Repeat word for word every line of the data below, from the first through the line containing "Target: mouth", and stop there.

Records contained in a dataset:

-------

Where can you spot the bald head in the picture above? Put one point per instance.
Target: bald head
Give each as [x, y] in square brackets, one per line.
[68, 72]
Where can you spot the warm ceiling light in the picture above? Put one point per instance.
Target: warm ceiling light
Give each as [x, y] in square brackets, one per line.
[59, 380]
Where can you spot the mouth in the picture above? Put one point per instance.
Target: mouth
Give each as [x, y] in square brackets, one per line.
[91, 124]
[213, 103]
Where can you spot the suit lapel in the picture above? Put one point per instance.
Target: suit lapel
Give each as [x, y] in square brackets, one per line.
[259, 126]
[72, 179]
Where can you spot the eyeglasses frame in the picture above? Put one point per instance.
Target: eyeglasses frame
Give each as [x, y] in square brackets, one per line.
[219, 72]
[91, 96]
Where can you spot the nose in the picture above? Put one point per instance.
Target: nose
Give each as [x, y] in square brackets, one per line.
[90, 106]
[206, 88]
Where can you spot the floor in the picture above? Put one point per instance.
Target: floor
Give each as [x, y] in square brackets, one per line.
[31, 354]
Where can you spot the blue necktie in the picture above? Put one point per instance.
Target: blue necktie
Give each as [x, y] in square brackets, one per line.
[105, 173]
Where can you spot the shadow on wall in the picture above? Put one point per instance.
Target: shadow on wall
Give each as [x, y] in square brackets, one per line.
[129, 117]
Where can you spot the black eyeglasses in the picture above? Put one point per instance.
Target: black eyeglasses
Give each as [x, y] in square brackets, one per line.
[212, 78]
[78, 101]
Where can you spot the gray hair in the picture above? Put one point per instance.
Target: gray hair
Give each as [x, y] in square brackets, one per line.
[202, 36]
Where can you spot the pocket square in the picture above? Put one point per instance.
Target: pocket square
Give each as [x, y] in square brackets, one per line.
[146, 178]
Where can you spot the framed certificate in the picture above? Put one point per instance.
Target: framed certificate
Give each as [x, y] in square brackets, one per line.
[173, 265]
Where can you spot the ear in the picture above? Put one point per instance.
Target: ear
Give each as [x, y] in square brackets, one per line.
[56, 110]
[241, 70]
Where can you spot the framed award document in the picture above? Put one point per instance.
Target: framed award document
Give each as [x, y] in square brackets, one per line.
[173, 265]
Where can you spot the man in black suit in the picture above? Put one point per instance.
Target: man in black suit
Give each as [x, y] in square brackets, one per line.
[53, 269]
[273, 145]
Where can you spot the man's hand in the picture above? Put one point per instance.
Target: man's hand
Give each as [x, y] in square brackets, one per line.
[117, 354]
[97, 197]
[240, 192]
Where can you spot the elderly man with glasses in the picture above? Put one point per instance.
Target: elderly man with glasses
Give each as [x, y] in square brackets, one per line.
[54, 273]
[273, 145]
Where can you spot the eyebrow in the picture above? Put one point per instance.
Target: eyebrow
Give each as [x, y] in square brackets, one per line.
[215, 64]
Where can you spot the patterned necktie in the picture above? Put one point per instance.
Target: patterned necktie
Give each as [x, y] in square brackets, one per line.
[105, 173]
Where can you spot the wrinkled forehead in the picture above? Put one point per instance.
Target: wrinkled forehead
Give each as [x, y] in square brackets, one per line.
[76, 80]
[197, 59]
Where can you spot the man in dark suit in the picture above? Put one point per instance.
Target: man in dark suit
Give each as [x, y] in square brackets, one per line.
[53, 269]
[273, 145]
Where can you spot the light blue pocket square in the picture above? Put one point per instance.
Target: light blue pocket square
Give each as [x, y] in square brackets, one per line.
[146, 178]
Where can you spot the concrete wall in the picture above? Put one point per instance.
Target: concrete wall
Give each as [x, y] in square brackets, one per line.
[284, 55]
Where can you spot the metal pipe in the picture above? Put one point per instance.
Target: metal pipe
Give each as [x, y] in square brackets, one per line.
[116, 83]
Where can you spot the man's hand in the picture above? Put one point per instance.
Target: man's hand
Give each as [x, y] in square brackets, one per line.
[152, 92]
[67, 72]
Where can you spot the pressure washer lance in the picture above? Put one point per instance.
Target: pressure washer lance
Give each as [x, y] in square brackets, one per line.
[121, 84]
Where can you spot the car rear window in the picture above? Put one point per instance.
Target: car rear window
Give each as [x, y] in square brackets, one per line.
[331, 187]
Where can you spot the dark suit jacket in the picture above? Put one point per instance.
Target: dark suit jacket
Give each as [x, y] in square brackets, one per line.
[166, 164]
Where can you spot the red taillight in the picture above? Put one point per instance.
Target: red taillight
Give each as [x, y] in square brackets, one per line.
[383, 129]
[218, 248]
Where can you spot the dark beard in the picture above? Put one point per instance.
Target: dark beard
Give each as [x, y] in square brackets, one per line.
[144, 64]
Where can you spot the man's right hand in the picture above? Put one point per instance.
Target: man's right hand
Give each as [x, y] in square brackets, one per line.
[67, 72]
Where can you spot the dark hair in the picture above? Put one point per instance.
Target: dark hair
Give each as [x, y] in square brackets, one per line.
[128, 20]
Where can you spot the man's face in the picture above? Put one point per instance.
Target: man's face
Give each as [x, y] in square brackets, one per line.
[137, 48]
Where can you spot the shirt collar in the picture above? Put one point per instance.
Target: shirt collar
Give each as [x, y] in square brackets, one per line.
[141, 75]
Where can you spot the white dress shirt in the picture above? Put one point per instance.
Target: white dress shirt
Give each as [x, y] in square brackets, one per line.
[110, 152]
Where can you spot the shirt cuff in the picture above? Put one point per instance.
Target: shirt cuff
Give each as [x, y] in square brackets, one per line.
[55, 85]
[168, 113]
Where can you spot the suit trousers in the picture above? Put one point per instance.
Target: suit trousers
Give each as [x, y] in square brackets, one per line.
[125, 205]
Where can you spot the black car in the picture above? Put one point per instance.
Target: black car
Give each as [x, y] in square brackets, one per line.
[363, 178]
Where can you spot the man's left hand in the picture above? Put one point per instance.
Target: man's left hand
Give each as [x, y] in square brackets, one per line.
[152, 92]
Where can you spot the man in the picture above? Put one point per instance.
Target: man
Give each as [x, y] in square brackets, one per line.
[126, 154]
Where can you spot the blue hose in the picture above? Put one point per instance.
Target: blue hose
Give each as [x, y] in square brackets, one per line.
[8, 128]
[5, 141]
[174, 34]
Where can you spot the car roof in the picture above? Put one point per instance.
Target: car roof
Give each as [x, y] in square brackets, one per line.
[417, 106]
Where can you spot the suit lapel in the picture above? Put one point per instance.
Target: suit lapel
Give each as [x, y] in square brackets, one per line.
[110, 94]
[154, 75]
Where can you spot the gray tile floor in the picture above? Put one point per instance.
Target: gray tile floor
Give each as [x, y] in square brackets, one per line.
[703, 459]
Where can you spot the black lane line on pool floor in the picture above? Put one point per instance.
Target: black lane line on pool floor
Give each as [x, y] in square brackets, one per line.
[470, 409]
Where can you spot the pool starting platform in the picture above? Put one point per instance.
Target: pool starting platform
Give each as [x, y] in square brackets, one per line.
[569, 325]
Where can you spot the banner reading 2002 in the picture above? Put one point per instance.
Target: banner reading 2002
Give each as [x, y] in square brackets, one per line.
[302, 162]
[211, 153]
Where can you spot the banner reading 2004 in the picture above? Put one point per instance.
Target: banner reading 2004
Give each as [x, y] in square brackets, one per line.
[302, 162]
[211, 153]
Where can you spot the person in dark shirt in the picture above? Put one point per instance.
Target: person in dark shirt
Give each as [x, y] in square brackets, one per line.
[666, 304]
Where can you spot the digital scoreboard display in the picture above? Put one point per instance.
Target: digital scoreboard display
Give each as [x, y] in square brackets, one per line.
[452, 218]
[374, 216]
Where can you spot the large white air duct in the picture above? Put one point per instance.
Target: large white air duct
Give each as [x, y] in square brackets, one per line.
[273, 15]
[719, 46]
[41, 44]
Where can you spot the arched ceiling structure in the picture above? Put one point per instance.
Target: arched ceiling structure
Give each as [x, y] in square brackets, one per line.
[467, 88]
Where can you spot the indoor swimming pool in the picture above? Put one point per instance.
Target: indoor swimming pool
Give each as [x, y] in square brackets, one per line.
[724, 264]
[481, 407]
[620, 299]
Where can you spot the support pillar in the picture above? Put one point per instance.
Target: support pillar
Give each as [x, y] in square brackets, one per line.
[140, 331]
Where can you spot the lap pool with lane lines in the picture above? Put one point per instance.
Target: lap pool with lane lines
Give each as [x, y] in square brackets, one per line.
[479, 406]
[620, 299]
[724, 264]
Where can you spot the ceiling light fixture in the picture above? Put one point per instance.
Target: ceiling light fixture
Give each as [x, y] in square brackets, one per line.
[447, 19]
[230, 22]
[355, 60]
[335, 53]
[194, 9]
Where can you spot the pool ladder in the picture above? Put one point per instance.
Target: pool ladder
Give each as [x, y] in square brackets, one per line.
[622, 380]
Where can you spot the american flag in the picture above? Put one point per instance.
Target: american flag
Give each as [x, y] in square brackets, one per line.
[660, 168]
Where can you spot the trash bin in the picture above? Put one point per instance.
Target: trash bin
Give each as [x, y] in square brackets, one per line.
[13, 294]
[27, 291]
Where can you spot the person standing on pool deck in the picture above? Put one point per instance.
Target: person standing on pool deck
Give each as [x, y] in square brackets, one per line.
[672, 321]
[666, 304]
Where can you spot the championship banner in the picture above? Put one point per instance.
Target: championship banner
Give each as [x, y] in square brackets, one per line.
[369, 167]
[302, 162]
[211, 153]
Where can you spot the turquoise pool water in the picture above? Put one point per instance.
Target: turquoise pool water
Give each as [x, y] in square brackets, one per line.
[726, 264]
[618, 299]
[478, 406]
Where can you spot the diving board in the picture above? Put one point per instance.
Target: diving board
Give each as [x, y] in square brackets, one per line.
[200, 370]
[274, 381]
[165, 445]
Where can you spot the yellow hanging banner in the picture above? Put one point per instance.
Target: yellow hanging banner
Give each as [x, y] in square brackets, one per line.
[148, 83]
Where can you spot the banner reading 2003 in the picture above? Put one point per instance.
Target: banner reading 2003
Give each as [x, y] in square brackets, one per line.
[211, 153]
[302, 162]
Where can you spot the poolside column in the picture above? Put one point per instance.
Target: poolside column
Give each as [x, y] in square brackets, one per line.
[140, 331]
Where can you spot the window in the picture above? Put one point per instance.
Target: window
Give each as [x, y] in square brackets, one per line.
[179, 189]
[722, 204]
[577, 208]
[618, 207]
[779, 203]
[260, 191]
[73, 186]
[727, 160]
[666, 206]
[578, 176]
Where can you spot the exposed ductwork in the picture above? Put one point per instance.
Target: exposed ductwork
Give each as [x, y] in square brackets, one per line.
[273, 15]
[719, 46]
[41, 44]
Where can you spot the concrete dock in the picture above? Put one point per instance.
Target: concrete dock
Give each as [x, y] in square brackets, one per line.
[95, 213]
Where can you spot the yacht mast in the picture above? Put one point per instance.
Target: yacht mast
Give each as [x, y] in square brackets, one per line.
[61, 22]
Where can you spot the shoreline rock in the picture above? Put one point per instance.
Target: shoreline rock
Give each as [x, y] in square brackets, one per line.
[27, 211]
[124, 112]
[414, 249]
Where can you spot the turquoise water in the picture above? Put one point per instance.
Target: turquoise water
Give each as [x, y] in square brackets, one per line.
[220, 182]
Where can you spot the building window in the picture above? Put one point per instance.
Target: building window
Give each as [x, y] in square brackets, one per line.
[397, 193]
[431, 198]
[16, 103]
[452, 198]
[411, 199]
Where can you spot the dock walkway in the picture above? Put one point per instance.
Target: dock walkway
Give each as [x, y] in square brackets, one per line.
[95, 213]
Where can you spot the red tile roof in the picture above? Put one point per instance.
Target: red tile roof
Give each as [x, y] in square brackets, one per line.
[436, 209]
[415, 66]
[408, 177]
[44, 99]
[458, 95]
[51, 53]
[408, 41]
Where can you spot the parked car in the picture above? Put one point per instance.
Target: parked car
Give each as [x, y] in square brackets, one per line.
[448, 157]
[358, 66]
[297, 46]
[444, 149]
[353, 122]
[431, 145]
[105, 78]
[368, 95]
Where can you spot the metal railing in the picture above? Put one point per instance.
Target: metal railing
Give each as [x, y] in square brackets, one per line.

-------

Result →
Where can you spot the bald head in the picture above? Put one point per instance.
Target: bald head
Give each as [x, y] in square brackets, one per line.
[68, 72]
Where can you spot the warm ceiling light in the picture above? Put one point per instance.
Target: warm ceiling light
Give each as [x, y] in square brackets, one per line.
[59, 380]
Where can you spot the mouth in the picture above? Put one point per instance.
Target: mouth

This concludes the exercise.